Dataset entries:
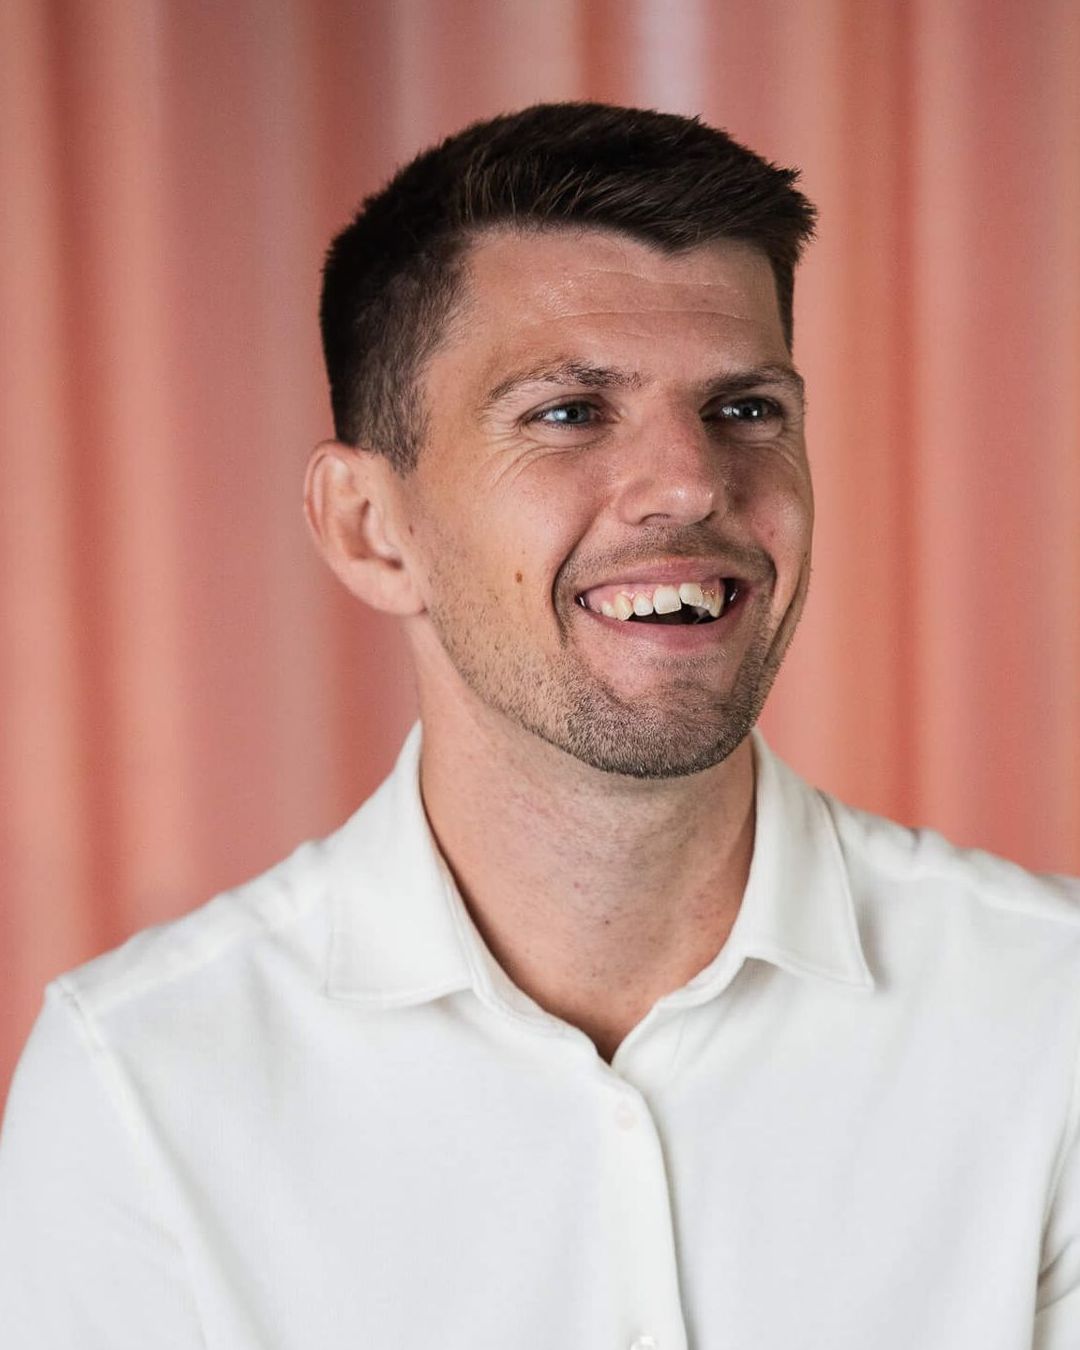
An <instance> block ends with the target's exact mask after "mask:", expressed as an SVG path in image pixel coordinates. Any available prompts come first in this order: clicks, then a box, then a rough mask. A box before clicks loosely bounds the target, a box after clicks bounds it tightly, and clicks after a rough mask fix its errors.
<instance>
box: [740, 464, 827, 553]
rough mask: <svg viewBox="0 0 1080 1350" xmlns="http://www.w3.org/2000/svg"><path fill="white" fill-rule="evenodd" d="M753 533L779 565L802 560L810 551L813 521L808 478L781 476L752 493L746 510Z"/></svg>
mask: <svg viewBox="0 0 1080 1350" xmlns="http://www.w3.org/2000/svg"><path fill="white" fill-rule="evenodd" d="M749 520H751V528H752V529H753V533H755V537H756V539H757V540H759V541H760V543H761V545H763V547H764V548H767V549H768V552H769V553H771V555H772V558H774V559H775V560H776V563H778V566H783V563H784V562H788V564H790V563H791V562H796V563H802V560H803V559H805V558H806V556H807V555H809V552H810V539H811V535H813V525H814V498H813V494H811V491H810V483H809V479H803V481H795V479H783V481H775V482H772V483H771V485H769V489H768V490H767V491H763V493H759V494H757V495H756V497H755V505H753V508H752V509H751V512H749Z"/></svg>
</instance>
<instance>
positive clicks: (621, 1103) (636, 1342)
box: [616, 1102, 645, 1350]
mask: <svg viewBox="0 0 1080 1350" xmlns="http://www.w3.org/2000/svg"><path fill="white" fill-rule="evenodd" d="M616 1125H617V1126H618V1127H620V1130H632V1129H633V1127H634V1126H636V1125H637V1111H636V1110H634V1108H633V1106H630V1103H629V1102H620V1103H618V1106H617V1107H616ZM636 1345H637V1342H636V1341H634V1346H636ZM641 1350H645V1346H643V1347H641Z"/></svg>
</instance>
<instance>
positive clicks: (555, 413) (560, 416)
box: [533, 404, 595, 427]
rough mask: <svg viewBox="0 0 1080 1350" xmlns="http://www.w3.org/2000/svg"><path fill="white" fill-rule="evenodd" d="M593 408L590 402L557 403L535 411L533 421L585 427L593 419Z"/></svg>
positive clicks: (590, 422) (580, 426)
mask: <svg viewBox="0 0 1080 1350" xmlns="http://www.w3.org/2000/svg"><path fill="white" fill-rule="evenodd" d="M594 413H595V408H594V406H593V405H591V404H558V405H556V406H555V408H545V409H544V410H543V412H539V413H536V416H535V417H533V421H539V423H545V424H547V425H548V427H587V425H590V423H591V421H593V417H594Z"/></svg>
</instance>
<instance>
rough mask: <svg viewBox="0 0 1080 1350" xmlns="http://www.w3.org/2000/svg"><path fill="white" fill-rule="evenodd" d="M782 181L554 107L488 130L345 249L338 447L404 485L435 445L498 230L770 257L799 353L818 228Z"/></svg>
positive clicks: (651, 121) (336, 266)
mask: <svg viewBox="0 0 1080 1350" xmlns="http://www.w3.org/2000/svg"><path fill="white" fill-rule="evenodd" d="M796 181H798V173H796V171H795V170H794V169H780V167H778V166H776V165H774V163H769V162H768V161H767V159H763V158H761V157H760V155H756V154H755V153H753V151H752V150H748V148H747V147H745V146H741V144H738V142H736V140H733V139H732V138H730V136H729V135H728V134H726V132H725V131H718V130H715V128H713V127H706V126H705V124H703V123H701V121H699V120H698V119H695V117H694V119H691V117H680V116H676V115H674V113H667V112H647V111H643V109H639V108H618V107H610V105H607V104H598V103H547V104H536V105H535V107H532V108H525V109H522V111H521V112H516V113H510V115H506V116H501V117H493V119H491V120H489V121H478V123H474V124H472V126H470V127H466V128H464V131H459V132H458V134H456V135H454V136H450V138H448V139H445V140H443V142H441V143H440V144H437V146H435V147H433V148H431V150H427V151H424V153H423V154H420V155H417V158H416V159H413V161H412V162H410V163H408V165H405V167H404V169H401V170H398V173H397V174H396V175H394V177H393V178H391V180H390V182H389V184H387V185H386V186H385V188H382V189H381V190H379V192H377V193H374V194H373V196H370V197H367V198H366V200H365V201H363V202H362V204H360V208H359V211H358V212H356V215H355V217H354V219H352V221H351V223H350V224H348V225H347V227H346V228H344V229H343V231H342V232H340V234H339V235H338V236H336V238H335V239H333V242H332V243H331V247H329V250H328V252H327V261H325V267H324V270H323V298H321V306H320V324H321V332H323V351H324V356H325V362H327V374H328V377H329V387H331V404H332V408H333V425H335V435H336V436H338V439H339V440H343V441H346V443H347V444H351V445H363V447H366V448H369V450H373V451H377V452H379V454H383V455H386V456H387V458H389V460H390V462H391V464H393V466H394V468H396V470H397V471H398V472H401V474H406V472H409V470H412V468H413V467H414V464H416V460H417V455H418V452H420V447H421V444H423V443H424V439H425V425H427V410H425V405H424V394H423V385H421V381H423V374H424V367H425V363H427V360H428V359H429V356H431V355H432V354H433V351H435V350H436V347H437V344H439V342H440V339H441V336H443V333H444V332H445V327H447V321H448V319H450V316H451V313H452V311H454V306H455V302H456V301H458V300H459V296H460V290H462V282H463V275H464V261H466V257H467V251H468V247H470V244H471V243H472V242H474V240H475V239H477V238H478V236H479V235H481V234H483V232H485V229H489V228H498V227H508V225H509V227H512V228H516V229H521V231H525V232H531V231H536V229H551V228H560V227H567V228H582V227H594V228H601V229H612V231H617V232H620V234H624V235H628V236H629V238H632V239H636V240H640V242H644V243H648V244H652V246H653V247H656V248H660V250H664V251H666V252H679V251H682V250H687V248H695V247H698V246H701V244H706V243H711V242H714V240H724V239H730V240H738V242H741V243H748V244H752V246H753V247H756V248H759V250H760V251H761V252H763V254H764V255H765V257H767V258H768V261H769V263H771V266H772V274H774V277H775V279H776V296H778V300H779V308H780V319H782V323H783V329H784V336H786V339H787V344H788V347H790V346H791V332H792V296H794V275H795V265H796V262H798V259H799V254H801V252H802V248H803V244H805V243H806V242H807V240H809V239H810V236H811V235H813V232H814V220H815V216H817V212H815V209H814V207H813V205H811V204H810V201H807V198H806V197H805V196H803V194H802V193H801V192H798V190H796V188H795V182H796Z"/></svg>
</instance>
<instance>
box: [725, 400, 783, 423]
mask: <svg viewBox="0 0 1080 1350" xmlns="http://www.w3.org/2000/svg"><path fill="white" fill-rule="evenodd" d="M718 414H720V417H721V418H722V420H724V421H736V423H764V421H768V420H769V418H772V417H780V416H782V414H783V409H782V408H780V405H779V404H778V402H776V400H775V398H732V400H730V401H729V402H726V404H722V405H721V406H720V409H718Z"/></svg>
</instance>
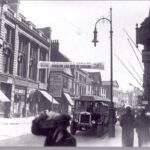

Exercise objective:
Reproduce every one of the dataset entries above word for word, omitting the pictures.

Solution for this exercise:
An <instance> block ends with the target's exact mask after "mask:", expressed as an SVG path in image pixel coordinates. Any available prompts come first in this order: clicks, then a box, then a rough mask. A box before clicks loosely bounds the target, a box after clicks bounds it tightly, and clicks after a rough mask fix its errors.
<instance>
box: [740, 464, 827, 553]
rough mask: <svg viewBox="0 0 1080 1350" xmlns="http://www.w3.org/2000/svg"><path fill="white" fill-rule="evenodd" d="M753 533L779 565L802 560L810 551L813 521L808 478L781 476L752 493L746 510Z"/></svg>
mask: <svg viewBox="0 0 1080 1350" xmlns="http://www.w3.org/2000/svg"><path fill="white" fill-rule="evenodd" d="M749 520H751V528H752V529H753V533H755V537H756V539H757V540H759V541H760V543H761V545H763V547H764V548H767V549H768V552H769V553H771V555H772V558H774V559H775V560H776V563H778V566H783V563H784V562H788V564H790V563H791V562H796V563H802V560H803V559H805V558H806V556H807V555H809V552H810V539H811V535H813V525H814V498H813V494H811V491H810V483H809V479H803V481H795V479H783V481H775V482H772V483H771V485H769V489H768V490H767V491H763V493H759V494H757V495H756V497H755V505H753V508H752V509H751V512H749Z"/></svg>
</instance>
<instance>
positive clicks: (621, 1103) (636, 1342)
box: [616, 1102, 645, 1350]
mask: <svg viewBox="0 0 1080 1350" xmlns="http://www.w3.org/2000/svg"><path fill="white" fill-rule="evenodd" d="M616 1125H617V1126H618V1127H620V1130H632V1129H633V1127H634V1126H636V1125H637V1111H636V1110H634V1108H633V1106H630V1103H629V1102H620V1103H618V1106H617V1107H616ZM636 1345H637V1342H636V1341H634V1346H636ZM641 1350H645V1346H643V1347H641Z"/></svg>
</instance>
<instance>
positive clicks: (555, 413) (560, 416)
box: [533, 404, 595, 427]
rough mask: <svg viewBox="0 0 1080 1350" xmlns="http://www.w3.org/2000/svg"><path fill="white" fill-rule="evenodd" d="M593 408L590 402L557 403L535 411L533 421L585 427L593 419Z"/></svg>
positive clicks: (590, 422) (580, 426)
mask: <svg viewBox="0 0 1080 1350" xmlns="http://www.w3.org/2000/svg"><path fill="white" fill-rule="evenodd" d="M594 413H595V408H594V406H593V405H591V404H558V405H556V406H555V408H545V409H544V410H543V412H539V413H536V416H535V417H533V421H539V423H545V424H547V425H548V427H587V425H590V423H591V421H593V417H594Z"/></svg>
</instance>
<instance>
rough mask: <svg viewBox="0 0 1080 1350" xmlns="http://www.w3.org/2000/svg"><path fill="white" fill-rule="evenodd" d="M782 181L554 107L488 130L345 249L338 447L404 485L435 445L498 230L770 257L799 353L818 228Z"/></svg>
positive clicks: (651, 121) (336, 266)
mask: <svg viewBox="0 0 1080 1350" xmlns="http://www.w3.org/2000/svg"><path fill="white" fill-rule="evenodd" d="M796 181H798V173H796V171H795V170H794V169H780V167H778V166H776V165H774V163H769V162H768V161H767V159H763V158H761V157H760V155H756V154H755V153H753V151H752V150H748V148H747V147H745V146H741V144H738V142H736V140H733V139H732V138H730V136H729V135H728V134H726V132H725V131H718V130H715V128H713V127H706V126H705V124H703V123H701V121H699V120H698V119H695V117H694V119H691V117H680V116H676V115H674V113H667V112H647V111H643V109H639V108H618V107H610V105H607V104H598V103H547V104H536V105H535V107H532V108H525V109H522V111H521V112H516V113H510V115H506V116H501V117H493V119H491V120H489V121H478V123H474V124H472V126H470V127H466V128H464V131H459V132H458V134H456V135H454V136H450V138H448V139H445V140H443V142H441V143H440V144H437V146H435V147H433V148H431V150H427V151H424V153H423V154H420V155H417V158H416V159H413V161H412V162H410V163H408V165H405V167H404V169H401V170H398V173H397V174H396V175H394V177H393V178H391V180H390V182H389V184H387V185H386V186H385V188H382V189H381V190H379V192H377V193H374V194H373V196H370V197H367V198H366V200H365V201H363V202H362V204H360V208H359V211H358V212H356V215H355V217H354V219H352V221H351V223H350V224H348V225H347V227H346V228H344V229H343V231H342V232H340V234H339V235H338V236H336V238H335V239H333V242H332V243H331V247H329V250H328V252H327V261H325V267H324V270H323V298H321V306H320V324H321V332H323V351H324V356H325V362H327V374H328V377H329V387H331V404H332V408H333V425H335V435H336V436H338V439H339V440H343V441H346V443H347V444H351V445H363V447H366V448H369V450H373V451H377V452H379V454H383V455H386V456H387V458H389V460H390V462H391V464H393V466H394V468H396V470H397V471H398V472H401V474H406V472H409V470H412V468H413V467H414V464H416V460H417V455H418V452H420V447H421V444H423V443H424V439H425V425H427V410H425V405H424V394H423V385H421V381H423V374H424V367H425V363H427V360H428V359H429V356H431V355H432V354H433V351H435V350H436V347H437V344H439V342H440V339H441V336H443V333H444V332H445V327H447V321H448V319H450V316H451V313H452V311H454V306H455V302H456V301H458V300H459V296H460V290H462V282H463V275H464V261H466V257H467V251H468V247H470V244H471V243H472V242H474V240H475V239H477V238H478V236H479V235H481V234H483V232H485V229H489V228H498V227H508V225H509V227H512V228H516V229H521V231H525V232H531V231H536V229H551V228H560V227H567V228H582V227H594V228H601V229H612V231H617V232H620V234H624V235H628V236H629V238H632V239H636V240H640V242H644V243H648V244H652V246H653V247H656V248H660V250H664V251H666V252H679V251H682V250H687V248H695V247H698V246H701V244H706V243H711V242H714V240H724V239H730V240H738V242H741V243H748V244H752V246H753V247H756V248H759V250H760V251H761V252H763V254H764V255H765V257H767V258H768V261H769V263H771V266H772V274H774V277H775V279H776V296H778V300H779V308H780V319H782V323H783V329H784V336H786V339H787V344H788V347H790V346H791V332H792V296H794V275H795V265H796V262H798V259H799V254H801V252H802V248H803V244H805V243H806V242H807V240H809V239H810V236H811V235H813V232H814V220H815V216H817V212H815V209H814V207H813V205H811V204H810V201H807V198H806V197H805V196H803V194H802V193H801V192H798V190H796V188H795V182H796Z"/></svg>
</instance>
<instance>
box: [725, 400, 783, 423]
mask: <svg viewBox="0 0 1080 1350" xmlns="http://www.w3.org/2000/svg"><path fill="white" fill-rule="evenodd" d="M718 414H720V417H721V418H722V420H724V421H736V423H764V421H768V420H769V418H772V417H780V416H782V414H783V409H782V408H780V405H779V404H778V402H776V400H775V398H732V400H730V401H729V402H726V404H722V405H721V406H720V409H718Z"/></svg>
</instance>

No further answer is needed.